▸ **TASK OBJECTIVE**: Quote the entries word for word. Omit the pictures.

Items listed in a dataset
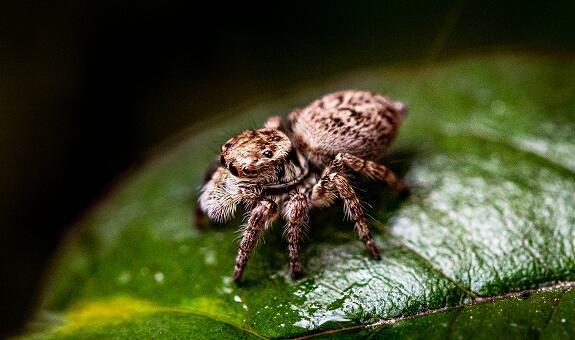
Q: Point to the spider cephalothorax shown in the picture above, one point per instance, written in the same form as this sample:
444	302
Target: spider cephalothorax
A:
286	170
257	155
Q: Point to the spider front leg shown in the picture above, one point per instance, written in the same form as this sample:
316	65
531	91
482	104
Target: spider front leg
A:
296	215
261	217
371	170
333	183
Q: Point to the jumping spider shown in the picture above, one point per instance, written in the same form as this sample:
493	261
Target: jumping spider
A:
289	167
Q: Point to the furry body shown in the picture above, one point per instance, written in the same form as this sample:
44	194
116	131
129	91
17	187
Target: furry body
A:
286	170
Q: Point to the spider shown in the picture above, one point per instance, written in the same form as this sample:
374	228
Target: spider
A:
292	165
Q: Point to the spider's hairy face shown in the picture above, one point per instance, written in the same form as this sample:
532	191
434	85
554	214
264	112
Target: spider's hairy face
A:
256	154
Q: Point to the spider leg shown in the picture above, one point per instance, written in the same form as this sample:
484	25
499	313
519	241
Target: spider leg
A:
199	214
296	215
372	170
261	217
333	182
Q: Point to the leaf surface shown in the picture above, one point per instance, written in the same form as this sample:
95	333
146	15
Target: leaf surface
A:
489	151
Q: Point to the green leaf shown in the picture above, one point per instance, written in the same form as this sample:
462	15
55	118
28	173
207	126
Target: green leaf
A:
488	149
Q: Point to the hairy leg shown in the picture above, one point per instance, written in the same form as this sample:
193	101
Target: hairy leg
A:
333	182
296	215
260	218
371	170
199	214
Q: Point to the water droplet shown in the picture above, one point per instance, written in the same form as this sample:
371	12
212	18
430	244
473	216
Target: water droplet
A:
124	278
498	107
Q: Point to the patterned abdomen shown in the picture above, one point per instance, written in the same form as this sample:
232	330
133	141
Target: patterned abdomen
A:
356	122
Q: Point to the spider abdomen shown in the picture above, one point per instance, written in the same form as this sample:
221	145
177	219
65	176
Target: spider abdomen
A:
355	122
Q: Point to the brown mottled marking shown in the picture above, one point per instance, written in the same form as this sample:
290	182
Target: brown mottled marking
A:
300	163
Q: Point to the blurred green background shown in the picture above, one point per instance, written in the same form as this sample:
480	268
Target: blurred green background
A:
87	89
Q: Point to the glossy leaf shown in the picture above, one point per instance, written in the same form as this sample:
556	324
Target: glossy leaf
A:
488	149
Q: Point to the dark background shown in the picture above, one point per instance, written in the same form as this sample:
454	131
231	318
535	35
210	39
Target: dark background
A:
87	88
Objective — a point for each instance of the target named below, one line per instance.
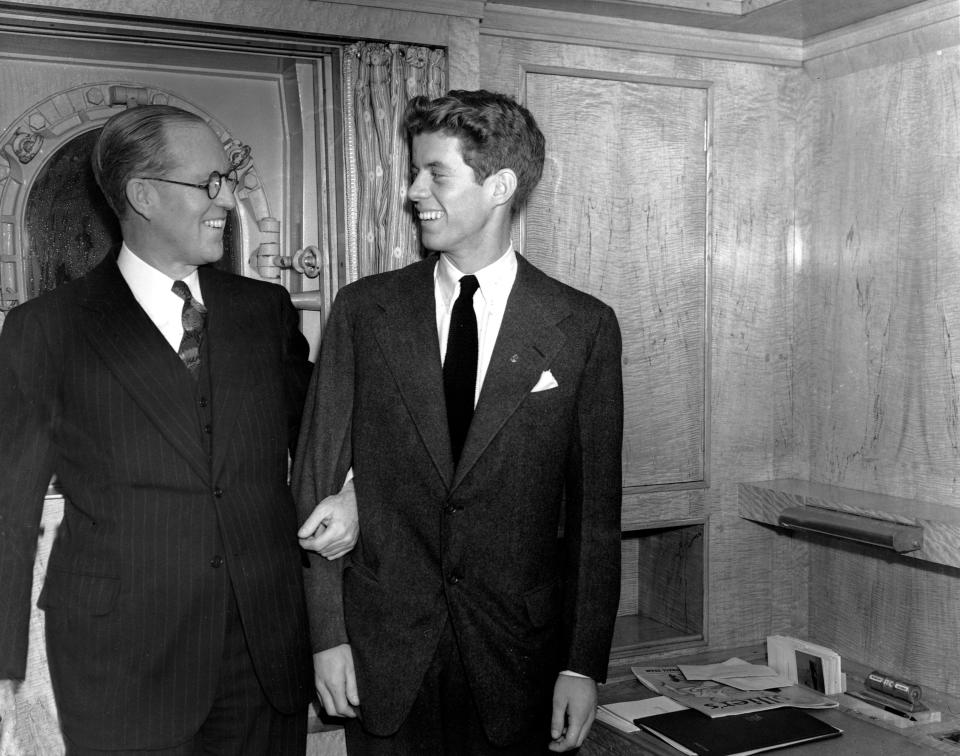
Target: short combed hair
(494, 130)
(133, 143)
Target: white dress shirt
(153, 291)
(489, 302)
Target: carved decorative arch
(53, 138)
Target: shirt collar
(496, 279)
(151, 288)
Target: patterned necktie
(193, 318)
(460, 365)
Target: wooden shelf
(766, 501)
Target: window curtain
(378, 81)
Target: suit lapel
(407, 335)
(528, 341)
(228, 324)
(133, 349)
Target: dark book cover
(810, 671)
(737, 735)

▸ **RESULT OF THIS TASK**:
Q: Point to the spider cephalothorax shown in the picture above, one point per instance, written in the same form as this sample:
444	302
Target: spider cephalothorax
A:
286	170
257	155
Q: Point to the spider front leg shown in the picture above, one point per instance, written in the same form as this sample:
316	65
531	91
482	104
Target: spider front leg
A:
296	215
261	217
371	170
333	183
Q: Point to the jumping spider shown in the picture above, one point per instance, written in the same form as this sample:
493	261
Target: jumping spider
A:
289	167
Q: Point to the furry body shown in the picture above, one point per instance, written in the same form as this sample:
44	194
116	131
129	91
17	187
Target: furry body
A:
286	170
Q: Point to the spider shown in the picture above, one point per instance, written in the same form as this sample:
374	228
Target: spider
A:
292	165
Q: Point to the spider's hairy face shown in the picture above, one point per instance, written in the same form as this sample:
532	191
434	85
554	214
264	112
Target: spider's hairy face
A:
256	154
Q: Point to the spider leg shown in the picture above, one point per instance, written in the same form as this sample:
484	25
499	313
519	241
Target: spider leg
A:
199	214
296	215
372	170
261	217
333	182
Q: Point to the leaf surface shown in the picture above, one point per instance, written in the same form as this sample:
95	333
146	15
Target: leaf surface
A:
489	151
Q: Point to the green leaf shown in the picture above, one point per instance, written in the same form as this sample:
462	15
55	118
28	173
207	126
Target: green leaf
A:
488	149
Q: Point to the hairy leg shown in the picture above, one point per instance, written in the same form as this sample:
193	101
Target: hairy leg
A:
333	182
296	215
260	218
371	170
199	214
Q: Point to the water droplet shown in the picture above, one point per instance, written in the same form as this sample:
371	12
212	18
430	244
473	216
Target: water droplet
A:
124	278
498	107
Q: Point to the patterned abdomen shown in the picture above, one point per instance, written in the same form as this sample:
232	330
133	141
Target: patterned abdomen
A:
356	122
Q: Point to the spider abdomen shown in the picture above, one point per instance, written in the same form as this sample:
221	145
177	219
65	176
Target: spider abdomen
A:
355	122
Q: Point to the brown mottled marking shown in the picture above, one point per instance, written in the same form as this sample:
290	182
Target: brown mottled marking
A:
300	163
Q: Point to the blurred green background shown in the picture above, one point per instance, written in the same form as this sample:
480	268
Target: blurred green background
A:
87	89
Q: Point to the glossy leaf shown in the picture above, one point per instance, written in the same form as this sample:
556	324
Target: glossy leaf
A:
488	149
Q: Point to the dark background shown in the picture above, one point per instance, written in the same form as this sample:
454	131
231	318
535	35
210	39
Target: dark background
A:
87	88
Objective — a point for each instance of the target named below, one line per instance.
Target: short combed hair
(494, 130)
(133, 143)
Target: white dress shirt
(153, 291)
(489, 302)
Target: carved decorative arch
(53, 138)
Target: shirt collar
(496, 279)
(151, 288)
Target: patterned necktie
(193, 318)
(460, 365)
Target: wooden shelf
(766, 501)
Target: window curtain
(378, 81)
Target: suit lapel
(407, 335)
(528, 341)
(228, 324)
(133, 349)
Target: dark book cover
(810, 671)
(737, 735)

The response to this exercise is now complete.